▶ [Given exercise] Locate every line in the records below that contains the word "beans", with case counting, and copy each of those lines.
++++ Dataset ++++
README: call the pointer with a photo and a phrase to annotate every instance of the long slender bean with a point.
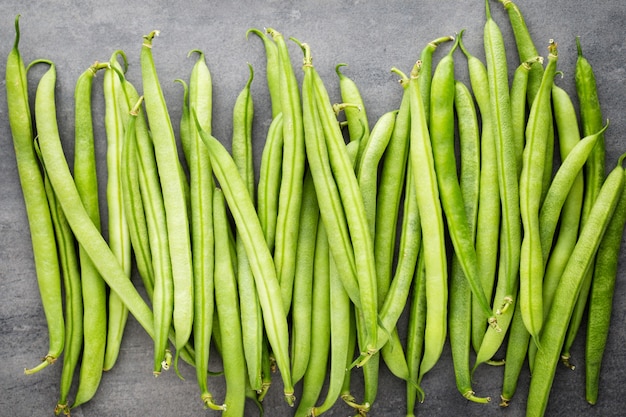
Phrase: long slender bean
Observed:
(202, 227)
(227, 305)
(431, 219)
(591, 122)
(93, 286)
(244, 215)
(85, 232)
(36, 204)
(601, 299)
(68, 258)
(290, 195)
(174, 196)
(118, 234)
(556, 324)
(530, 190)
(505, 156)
++++
++++ Dataset ++++
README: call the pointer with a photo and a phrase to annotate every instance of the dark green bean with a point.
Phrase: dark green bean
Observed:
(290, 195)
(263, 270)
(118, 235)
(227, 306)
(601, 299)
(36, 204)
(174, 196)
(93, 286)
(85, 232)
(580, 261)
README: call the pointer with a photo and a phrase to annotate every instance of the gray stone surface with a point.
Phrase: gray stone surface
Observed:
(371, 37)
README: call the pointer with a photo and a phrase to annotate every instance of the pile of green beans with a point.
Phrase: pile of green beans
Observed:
++++
▶ [Exercise output]
README: call the pointer with a photo and a phrase to annotate every instance of the pile of green beans with a point.
Phrase: pile of green beans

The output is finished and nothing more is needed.